===== GIVEN INFORMATION =====

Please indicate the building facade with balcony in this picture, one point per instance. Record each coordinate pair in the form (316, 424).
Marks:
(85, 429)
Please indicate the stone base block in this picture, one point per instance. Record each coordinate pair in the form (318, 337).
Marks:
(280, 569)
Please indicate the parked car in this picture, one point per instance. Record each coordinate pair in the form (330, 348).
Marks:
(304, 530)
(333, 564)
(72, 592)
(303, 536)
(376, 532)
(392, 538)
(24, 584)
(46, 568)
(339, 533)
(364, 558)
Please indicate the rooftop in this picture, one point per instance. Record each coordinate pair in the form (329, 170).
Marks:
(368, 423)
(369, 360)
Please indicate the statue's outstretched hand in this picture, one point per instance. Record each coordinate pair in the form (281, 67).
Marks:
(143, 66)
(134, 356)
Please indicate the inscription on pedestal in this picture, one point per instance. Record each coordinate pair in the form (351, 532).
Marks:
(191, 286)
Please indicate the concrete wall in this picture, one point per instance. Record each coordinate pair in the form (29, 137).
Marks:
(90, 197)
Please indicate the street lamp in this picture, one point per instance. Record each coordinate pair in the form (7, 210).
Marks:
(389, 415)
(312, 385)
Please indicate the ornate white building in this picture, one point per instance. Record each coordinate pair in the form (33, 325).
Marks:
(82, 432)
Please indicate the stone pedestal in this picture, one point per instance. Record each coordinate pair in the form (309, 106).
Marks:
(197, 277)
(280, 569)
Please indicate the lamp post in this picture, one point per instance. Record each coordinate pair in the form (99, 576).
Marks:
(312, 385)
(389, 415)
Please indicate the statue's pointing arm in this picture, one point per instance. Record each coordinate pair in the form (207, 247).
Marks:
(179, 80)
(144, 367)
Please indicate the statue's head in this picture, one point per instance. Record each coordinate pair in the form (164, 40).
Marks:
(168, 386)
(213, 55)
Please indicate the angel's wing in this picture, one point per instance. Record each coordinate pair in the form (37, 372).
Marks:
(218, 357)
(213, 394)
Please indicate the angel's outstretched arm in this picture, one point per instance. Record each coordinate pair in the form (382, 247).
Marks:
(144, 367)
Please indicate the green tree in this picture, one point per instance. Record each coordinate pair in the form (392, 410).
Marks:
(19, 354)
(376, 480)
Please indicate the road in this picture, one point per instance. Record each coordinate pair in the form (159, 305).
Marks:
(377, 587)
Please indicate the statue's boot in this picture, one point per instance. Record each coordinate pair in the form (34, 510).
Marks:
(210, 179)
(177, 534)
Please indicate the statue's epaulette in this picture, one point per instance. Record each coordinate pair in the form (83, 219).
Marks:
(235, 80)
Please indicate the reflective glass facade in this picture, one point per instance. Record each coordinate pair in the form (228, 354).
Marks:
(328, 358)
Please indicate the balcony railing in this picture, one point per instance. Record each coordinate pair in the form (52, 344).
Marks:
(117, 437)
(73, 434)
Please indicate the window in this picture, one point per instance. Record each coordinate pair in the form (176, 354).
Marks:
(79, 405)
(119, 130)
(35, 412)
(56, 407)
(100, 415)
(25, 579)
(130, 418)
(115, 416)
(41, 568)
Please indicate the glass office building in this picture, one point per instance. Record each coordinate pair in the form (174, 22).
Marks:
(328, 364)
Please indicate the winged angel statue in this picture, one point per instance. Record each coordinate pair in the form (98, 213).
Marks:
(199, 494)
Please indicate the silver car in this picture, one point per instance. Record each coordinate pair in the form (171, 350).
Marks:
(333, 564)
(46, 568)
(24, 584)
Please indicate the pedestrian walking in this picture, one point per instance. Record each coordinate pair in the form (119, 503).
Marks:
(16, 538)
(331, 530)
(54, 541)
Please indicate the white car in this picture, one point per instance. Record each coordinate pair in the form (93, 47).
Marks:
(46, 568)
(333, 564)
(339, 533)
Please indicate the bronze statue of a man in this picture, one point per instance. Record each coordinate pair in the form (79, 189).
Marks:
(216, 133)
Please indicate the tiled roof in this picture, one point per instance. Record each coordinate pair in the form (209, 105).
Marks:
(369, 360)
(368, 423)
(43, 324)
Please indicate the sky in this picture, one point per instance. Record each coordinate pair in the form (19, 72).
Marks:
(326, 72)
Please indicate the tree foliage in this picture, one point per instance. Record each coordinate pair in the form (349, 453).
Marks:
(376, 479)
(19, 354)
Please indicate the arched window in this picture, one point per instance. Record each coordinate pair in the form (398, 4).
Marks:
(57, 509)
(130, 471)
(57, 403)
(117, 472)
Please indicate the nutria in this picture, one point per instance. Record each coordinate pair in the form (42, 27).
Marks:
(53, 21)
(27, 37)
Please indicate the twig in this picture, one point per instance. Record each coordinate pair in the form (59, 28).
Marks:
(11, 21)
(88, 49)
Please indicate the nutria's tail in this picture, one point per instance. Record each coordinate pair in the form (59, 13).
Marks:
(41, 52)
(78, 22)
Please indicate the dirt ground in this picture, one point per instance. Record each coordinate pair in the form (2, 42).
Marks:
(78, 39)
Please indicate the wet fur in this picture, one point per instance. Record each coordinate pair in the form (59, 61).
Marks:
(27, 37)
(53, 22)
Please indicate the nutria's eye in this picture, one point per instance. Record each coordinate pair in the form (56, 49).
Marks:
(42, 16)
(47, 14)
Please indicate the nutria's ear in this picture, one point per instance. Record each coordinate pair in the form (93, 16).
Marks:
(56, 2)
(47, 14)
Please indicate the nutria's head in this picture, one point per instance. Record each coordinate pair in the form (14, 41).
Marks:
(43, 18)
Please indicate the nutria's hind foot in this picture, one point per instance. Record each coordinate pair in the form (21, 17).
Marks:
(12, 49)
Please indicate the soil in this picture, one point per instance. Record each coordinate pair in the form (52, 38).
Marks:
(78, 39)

=====

**WRITTEN REQUEST**. Copy out every one of the rows above word for word, changing nothing.

**WRITTEN SOLUTION**.
Please indicate the building facade with balcony in this picture, one point per instance. Record each coordinate pair in the form (316, 424).
Marks:
(85, 429)
Please indicate the stone base block in this picture, one point per instance. Record each coordinate pair in the form (318, 337).
Marks:
(280, 569)
Please indicate the parked car in this picture, one point per instance. Record each coordinate pair in the form (330, 348).
Marks:
(304, 530)
(333, 564)
(72, 592)
(303, 536)
(376, 532)
(392, 538)
(24, 584)
(46, 568)
(339, 533)
(364, 558)
Please indicate the rooftop in this picture, one point per instance. Record each coordinate pair in the form (329, 170).
Marks:
(368, 423)
(369, 360)
Please indicate the statue's outstretched hand in this picture, one point per instance. Record each coordinate pair in the form (281, 67).
Marks:
(143, 66)
(134, 356)
Please indicate the inscription on pedestal in this picture, one point per instance. Record each coordinate pair in the form (351, 532).
Marks:
(191, 286)
Please indicate the concrete wall in this picture, one point per instance. Record each coordinate pair in the form (29, 137).
Marks:
(90, 197)
Please indicate the street lamp in this picture, one point per instance. Record each coordinate pair in the form (7, 210).
Marks:
(389, 415)
(312, 385)
Please indicate the ornate white building in this picture, one point per instance. Record each coordinate pair in the form (33, 325).
Marks:
(82, 432)
Please indicate the stone pedestal in this picture, one point per instance. Record each coordinate pair in the form (309, 106).
Marks:
(197, 277)
(280, 569)
Please indicate the lamp post in this picture, one point per instance. Record each coordinate pair in the form (99, 576).
Marks:
(312, 385)
(389, 415)
Please indicate the statue's pointing arm in this picture, one point per instance. Record each coordinate pair in the form (207, 247).
Marks:
(179, 80)
(144, 367)
Please indicate the statue's head in this picture, one point per instance. Record each coordinate pair in the form (164, 40).
Marks:
(168, 386)
(213, 55)
Please indicate the angel's wing in this picture, one point per instance. Record each coordinate pair in the form (37, 372).
Marks:
(218, 357)
(213, 394)
Please indicate the angel's outstretched arm in this picture, one point per instance. Record each coordinate pair in the form (382, 247).
Marks:
(144, 367)
Please indicate the green tree in this picture, one point per instance. Record each coordinate pair in the form (392, 410).
Marks:
(19, 354)
(376, 480)
Please indicate the road in this picture, one point per instance. Record each coordinate pair in the form (159, 305).
Marks:
(377, 587)
Please indicate the statue's boot in this picture, one point per instance. Record each coordinate pair in the form (34, 510).
Marks:
(210, 179)
(177, 534)
Please indicate the statue's epaulette in this picture, one point per instance. Record each coordinate pair in the form (83, 219).
Marks:
(235, 80)
Please indicate the reflective glass facade in this picture, one point per instance. Record each coordinate pair in the form (228, 354).
Marks:
(328, 358)
Please indicate the balcony railing in this picture, one point per instance. Record each coordinate pair in the form (52, 344).
Marks:
(117, 437)
(73, 434)
Please indicate the window in this picture, one point per instance. Record each coordinate pair in the form (176, 354).
Marks:
(79, 405)
(119, 130)
(35, 412)
(56, 407)
(100, 415)
(25, 579)
(130, 418)
(115, 416)
(41, 568)
Please indicate the glass office building in this picture, one point per instance. Record each coordinate pair in the form (174, 22).
Marks:
(328, 364)
Please indicate the winged angel statue in this picture, one point per instance. Record each coordinate pair in the form (98, 213).
Marks:
(199, 494)
Please indicate the silver car in this picture, one point per instance. Record each coordinate pair in the form (171, 350).
Marks:
(333, 564)
(46, 568)
(24, 584)
Please indicate the pedestrian walking in this picture, one point per instance. Record each coordinate pair in the form (119, 503).
Marks:
(16, 538)
(331, 530)
(54, 541)
Please indicate the white car in this picture, one point per instance. Record each coordinate pair in the form (93, 47).
Marks:
(46, 568)
(333, 564)
(339, 533)
Please indicate the bronze statue of a man in this picture, one point per instance. Record each coordinate pair in the form (79, 189).
Marks:
(216, 133)
Please indicate the tiled roof in this picture, one point per instance. Record each coordinate pair in the form (209, 105).
Marks:
(369, 360)
(368, 423)
(43, 324)
Please indicate the sky in this picture, one point per instance. Record each coordinate pair in the form (19, 72).
Marks:
(326, 72)
Please indicate the tree foliage in this picture, one point per instance. Record each coordinate pair in the form (349, 453).
Marks:
(376, 479)
(19, 354)
Please indicate the arched window in this picture, one point per instance. Record each coordinate pair in the form (398, 4).
Marks:
(57, 509)
(130, 471)
(57, 403)
(117, 472)
Please indicate the nutria in this picture, one point per instance. Record each coordinate pair in the form (42, 27).
Marks:
(53, 21)
(27, 37)
Please indicate the twig in this picture, one point per instance. Record each coordinate pair in the form (59, 28).
Marks:
(11, 21)
(88, 49)
Please indicate the nutria's tail in this picture, one point per instance. Record each coordinate pair in the form (59, 13).
Marks:
(41, 52)
(78, 22)
Please indicate the dirt ground in this picture, one point per instance. Record each coordinate pair in the form (2, 42).
Marks:
(78, 39)
Please indicate the wet fur in this picture, one point per instance. Record each coordinate pair in the form (59, 61).
Marks:
(27, 37)
(53, 22)
Please indicate the nutria's eye in this picture, one point per instance. Record each coordinate pair in the form (56, 49).
Marks:
(42, 16)
(47, 14)
Please indicate the nutria's ear in this picture, one point per instance. Record each coordinate pair in the form (93, 16).
Marks:
(56, 2)
(47, 14)
Please indicate the nutria's head in this picture, one point per instance. Record each coordinate pair in the form (14, 41).
Marks:
(43, 18)
Please indicate the nutria's hind foot in this picture, one point per instance. Record each coordinate pair in the form (21, 17).
Marks:
(12, 49)
Please indicate the soil in this picture, one point per instance. Record each coordinate pair in the form (52, 38).
Marks:
(78, 39)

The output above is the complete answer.